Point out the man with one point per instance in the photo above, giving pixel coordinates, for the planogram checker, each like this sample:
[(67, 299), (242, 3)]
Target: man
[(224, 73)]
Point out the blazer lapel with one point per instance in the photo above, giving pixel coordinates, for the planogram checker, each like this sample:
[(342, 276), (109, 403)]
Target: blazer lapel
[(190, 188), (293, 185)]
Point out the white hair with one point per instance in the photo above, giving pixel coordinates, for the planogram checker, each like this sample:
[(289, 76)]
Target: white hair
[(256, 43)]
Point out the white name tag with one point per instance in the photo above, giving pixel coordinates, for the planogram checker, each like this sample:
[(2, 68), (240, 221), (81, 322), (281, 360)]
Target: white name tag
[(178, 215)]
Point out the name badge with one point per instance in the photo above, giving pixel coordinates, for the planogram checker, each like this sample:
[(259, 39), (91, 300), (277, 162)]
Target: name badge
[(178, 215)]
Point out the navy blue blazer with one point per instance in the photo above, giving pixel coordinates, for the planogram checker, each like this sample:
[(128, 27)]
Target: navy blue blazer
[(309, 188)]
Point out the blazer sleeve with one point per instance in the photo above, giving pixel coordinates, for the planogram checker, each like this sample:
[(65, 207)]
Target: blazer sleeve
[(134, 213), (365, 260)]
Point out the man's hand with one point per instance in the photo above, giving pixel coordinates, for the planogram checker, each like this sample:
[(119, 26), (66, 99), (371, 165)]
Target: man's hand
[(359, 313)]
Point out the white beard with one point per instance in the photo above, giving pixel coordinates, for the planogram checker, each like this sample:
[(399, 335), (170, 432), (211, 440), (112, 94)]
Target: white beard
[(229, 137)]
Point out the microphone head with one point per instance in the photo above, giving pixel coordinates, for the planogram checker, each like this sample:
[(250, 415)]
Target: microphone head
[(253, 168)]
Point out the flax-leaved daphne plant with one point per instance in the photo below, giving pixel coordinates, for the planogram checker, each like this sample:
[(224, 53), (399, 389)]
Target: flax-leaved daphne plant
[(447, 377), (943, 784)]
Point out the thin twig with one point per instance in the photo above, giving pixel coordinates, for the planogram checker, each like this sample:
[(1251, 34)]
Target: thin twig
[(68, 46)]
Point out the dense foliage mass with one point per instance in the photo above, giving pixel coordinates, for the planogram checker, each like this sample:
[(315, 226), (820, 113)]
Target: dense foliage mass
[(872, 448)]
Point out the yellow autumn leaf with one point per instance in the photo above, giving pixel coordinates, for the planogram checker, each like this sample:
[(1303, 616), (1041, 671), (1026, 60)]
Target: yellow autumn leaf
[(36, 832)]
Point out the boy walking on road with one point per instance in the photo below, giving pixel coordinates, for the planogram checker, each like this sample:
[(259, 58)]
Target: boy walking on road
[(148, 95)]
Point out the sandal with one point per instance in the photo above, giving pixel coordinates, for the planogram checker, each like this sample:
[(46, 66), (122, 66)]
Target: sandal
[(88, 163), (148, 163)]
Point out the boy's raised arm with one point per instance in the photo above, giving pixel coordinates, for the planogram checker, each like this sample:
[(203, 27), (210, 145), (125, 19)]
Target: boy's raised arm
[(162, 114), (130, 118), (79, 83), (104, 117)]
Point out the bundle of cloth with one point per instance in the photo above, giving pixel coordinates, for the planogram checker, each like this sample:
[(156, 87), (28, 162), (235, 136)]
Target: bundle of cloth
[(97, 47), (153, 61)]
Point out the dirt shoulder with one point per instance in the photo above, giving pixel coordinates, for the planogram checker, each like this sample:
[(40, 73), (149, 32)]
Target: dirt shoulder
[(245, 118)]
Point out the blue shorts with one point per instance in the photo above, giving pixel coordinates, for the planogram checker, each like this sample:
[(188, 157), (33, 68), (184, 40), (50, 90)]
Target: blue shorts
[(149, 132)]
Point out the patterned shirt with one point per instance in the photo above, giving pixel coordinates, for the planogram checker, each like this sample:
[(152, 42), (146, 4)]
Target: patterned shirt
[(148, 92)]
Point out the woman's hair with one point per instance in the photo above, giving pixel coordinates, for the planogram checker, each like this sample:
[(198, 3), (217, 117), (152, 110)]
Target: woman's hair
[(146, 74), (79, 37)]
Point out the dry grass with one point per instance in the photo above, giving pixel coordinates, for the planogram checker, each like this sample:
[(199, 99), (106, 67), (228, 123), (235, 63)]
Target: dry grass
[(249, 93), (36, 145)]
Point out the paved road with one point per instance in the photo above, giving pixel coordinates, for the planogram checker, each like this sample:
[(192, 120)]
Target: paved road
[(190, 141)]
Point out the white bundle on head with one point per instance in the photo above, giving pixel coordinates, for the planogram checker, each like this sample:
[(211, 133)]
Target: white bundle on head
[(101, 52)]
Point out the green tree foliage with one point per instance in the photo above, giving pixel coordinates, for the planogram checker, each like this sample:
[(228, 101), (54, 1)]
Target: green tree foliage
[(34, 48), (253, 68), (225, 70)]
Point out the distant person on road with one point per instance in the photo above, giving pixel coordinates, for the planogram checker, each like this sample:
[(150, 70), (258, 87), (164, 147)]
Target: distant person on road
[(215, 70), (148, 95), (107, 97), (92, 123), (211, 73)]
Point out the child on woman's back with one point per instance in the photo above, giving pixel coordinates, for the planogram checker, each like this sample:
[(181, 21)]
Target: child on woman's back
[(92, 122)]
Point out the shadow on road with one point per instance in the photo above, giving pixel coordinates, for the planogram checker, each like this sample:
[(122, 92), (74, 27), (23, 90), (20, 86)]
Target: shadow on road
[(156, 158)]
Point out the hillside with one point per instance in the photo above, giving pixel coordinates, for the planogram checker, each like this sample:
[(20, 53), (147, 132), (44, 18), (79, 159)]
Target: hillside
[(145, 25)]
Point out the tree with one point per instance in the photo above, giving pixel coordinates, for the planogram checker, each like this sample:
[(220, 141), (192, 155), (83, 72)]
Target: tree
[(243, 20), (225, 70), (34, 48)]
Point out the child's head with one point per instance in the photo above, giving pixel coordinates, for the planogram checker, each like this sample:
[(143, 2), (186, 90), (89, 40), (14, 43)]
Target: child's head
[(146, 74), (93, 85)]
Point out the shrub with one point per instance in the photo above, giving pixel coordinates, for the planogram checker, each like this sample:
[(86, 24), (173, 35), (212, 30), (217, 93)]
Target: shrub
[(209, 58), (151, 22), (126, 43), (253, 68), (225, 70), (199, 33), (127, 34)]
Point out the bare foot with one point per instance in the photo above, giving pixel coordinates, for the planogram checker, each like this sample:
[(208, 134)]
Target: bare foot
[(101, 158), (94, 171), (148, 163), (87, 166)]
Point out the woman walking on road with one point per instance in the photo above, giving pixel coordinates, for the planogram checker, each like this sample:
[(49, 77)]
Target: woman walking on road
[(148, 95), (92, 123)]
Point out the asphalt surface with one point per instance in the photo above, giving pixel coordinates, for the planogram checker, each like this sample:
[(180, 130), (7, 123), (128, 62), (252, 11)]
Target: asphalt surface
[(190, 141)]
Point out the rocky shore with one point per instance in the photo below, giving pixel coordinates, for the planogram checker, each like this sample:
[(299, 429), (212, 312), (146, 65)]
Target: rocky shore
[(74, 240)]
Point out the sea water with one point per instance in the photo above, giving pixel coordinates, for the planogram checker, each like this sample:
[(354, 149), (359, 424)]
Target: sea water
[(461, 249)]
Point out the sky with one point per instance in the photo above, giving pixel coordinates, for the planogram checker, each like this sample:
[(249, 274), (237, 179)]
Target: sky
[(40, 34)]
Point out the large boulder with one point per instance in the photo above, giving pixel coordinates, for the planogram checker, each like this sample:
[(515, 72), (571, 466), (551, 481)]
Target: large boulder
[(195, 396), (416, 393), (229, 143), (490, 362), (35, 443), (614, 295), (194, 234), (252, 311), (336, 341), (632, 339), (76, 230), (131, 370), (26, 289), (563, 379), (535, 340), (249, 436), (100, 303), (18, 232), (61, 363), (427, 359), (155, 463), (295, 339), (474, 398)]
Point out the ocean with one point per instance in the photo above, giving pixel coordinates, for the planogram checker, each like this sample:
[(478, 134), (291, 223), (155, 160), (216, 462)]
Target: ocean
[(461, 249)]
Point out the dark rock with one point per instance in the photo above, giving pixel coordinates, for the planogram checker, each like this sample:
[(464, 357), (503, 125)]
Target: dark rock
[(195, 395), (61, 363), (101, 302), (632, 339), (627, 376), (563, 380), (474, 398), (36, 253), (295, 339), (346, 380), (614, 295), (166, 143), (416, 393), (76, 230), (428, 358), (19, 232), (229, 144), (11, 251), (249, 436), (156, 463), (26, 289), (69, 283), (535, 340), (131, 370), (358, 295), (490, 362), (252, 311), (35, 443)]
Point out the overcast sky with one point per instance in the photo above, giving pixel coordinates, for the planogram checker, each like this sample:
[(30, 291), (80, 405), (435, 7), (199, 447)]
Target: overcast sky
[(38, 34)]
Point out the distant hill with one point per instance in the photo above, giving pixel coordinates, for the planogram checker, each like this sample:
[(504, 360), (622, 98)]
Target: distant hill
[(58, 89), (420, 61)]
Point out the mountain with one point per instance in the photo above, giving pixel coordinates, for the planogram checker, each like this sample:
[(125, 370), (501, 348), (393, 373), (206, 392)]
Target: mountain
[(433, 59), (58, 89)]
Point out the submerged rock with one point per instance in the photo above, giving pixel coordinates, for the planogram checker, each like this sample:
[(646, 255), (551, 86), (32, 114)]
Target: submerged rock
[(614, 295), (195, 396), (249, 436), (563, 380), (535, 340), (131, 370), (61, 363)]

### EXERCISE BRIEF
Reproduce only the lines from the one containing "Point out the woman walking" through the one containing "[(148, 95), (92, 123)]", swapping "road" for "sidewalk" and leaving everything else as it is.

### EXERCISE RESULT
Point out the woman walking on sidewalk with one point per instance in the photo above, giving pixel coordinates, for the planogram checker, each like this sample:
[(49, 77)]
Target: woman walking on sidewalk
[(148, 95), (92, 123)]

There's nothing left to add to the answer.